Stated exercise => All lines from the one with "[locate] flowering mum" to the end need to be copied exactly, with nothing before them.

** Start Records supplied **

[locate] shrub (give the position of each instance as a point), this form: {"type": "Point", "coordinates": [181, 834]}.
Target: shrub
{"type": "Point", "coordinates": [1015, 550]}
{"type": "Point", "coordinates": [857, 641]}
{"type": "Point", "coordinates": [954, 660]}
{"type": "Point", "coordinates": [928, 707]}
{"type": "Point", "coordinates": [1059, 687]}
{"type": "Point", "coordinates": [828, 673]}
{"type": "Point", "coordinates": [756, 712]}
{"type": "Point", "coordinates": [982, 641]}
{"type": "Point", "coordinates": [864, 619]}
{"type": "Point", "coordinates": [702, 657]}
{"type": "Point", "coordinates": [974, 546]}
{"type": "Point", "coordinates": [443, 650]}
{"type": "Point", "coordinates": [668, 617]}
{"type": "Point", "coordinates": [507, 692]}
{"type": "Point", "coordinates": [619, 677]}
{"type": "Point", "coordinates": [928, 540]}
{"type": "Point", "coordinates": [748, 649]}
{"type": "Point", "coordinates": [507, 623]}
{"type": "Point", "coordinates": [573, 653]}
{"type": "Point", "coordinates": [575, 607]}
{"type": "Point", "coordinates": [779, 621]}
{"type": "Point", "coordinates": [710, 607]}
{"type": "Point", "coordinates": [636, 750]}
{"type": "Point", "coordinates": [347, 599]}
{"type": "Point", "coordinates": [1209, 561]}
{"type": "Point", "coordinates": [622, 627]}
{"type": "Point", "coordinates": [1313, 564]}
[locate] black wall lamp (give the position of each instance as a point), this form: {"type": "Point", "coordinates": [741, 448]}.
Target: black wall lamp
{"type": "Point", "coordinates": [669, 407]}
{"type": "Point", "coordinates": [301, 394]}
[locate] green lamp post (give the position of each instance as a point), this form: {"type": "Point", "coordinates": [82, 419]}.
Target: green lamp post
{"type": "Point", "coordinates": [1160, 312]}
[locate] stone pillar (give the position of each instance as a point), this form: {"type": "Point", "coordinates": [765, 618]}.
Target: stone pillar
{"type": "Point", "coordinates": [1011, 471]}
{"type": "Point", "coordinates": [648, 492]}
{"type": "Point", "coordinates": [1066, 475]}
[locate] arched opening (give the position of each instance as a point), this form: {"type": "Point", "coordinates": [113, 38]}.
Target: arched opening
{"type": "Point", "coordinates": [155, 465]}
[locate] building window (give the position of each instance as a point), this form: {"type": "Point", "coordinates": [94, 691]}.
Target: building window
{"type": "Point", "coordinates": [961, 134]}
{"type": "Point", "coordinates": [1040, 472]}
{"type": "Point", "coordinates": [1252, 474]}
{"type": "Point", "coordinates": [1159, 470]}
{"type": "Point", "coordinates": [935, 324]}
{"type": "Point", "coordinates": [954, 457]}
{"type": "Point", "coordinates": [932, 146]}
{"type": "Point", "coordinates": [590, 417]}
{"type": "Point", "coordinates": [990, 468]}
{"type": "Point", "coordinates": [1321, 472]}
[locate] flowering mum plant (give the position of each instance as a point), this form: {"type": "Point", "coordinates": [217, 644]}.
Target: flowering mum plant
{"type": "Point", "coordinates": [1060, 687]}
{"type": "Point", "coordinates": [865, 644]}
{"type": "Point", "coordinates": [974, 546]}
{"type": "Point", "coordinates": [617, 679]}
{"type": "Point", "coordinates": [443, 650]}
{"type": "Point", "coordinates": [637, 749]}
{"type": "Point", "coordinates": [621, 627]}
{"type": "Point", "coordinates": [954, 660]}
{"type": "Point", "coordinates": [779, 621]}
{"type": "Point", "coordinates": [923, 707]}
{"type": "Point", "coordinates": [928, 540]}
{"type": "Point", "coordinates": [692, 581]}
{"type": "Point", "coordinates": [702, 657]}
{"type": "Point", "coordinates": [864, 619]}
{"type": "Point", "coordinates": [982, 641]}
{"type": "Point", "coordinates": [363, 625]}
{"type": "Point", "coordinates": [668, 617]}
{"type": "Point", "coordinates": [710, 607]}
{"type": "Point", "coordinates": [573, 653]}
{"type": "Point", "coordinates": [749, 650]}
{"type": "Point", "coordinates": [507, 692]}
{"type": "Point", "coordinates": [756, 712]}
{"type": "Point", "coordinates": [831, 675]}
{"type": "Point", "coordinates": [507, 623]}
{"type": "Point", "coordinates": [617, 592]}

** End Records supplied **

Task answer =>
[locate] flowering mum plant (give the position of each instance as a point), this form: {"type": "Point", "coordinates": [217, 644]}.
Target: flowering mum plant
{"type": "Point", "coordinates": [1060, 687]}
{"type": "Point", "coordinates": [865, 644]}
{"type": "Point", "coordinates": [974, 546]}
{"type": "Point", "coordinates": [617, 679]}
{"type": "Point", "coordinates": [443, 650]}
{"type": "Point", "coordinates": [637, 749]}
{"type": "Point", "coordinates": [621, 627]}
{"type": "Point", "coordinates": [954, 660]}
{"type": "Point", "coordinates": [779, 621]}
{"type": "Point", "coordinates": [923, 707]}
{"type": "Point", "coordinates": [928, 540]}
{"type": "Point", "coordinates": [692, 581]}
{"type": "Point", "coordinates": [702, 657]}
{"type": "Point", "coordinates": [864, 619]}
{"type": "Point", "coordinates": [982, 641]}
{"type": "Point", "coordinates": [363, 625]}
{"type": "Point", "coordinates": [668, 617]}
{"type": "Point", "coordinates": [710, 607]}
{"type": "Point", "coordinates": [573, 653]}
{"type": "Point", "coordinates": [749, 650]}
{"type": "Point", "coordinates": [507, 692]}
{"type": "Point", "coordinates": [756, 712]}
{"type": "Point", "coordinates": [831, 675]}
{"type": "Point", "coordinates": [507, 623]}
{"type": "Point", "coordinates": [617, 592]}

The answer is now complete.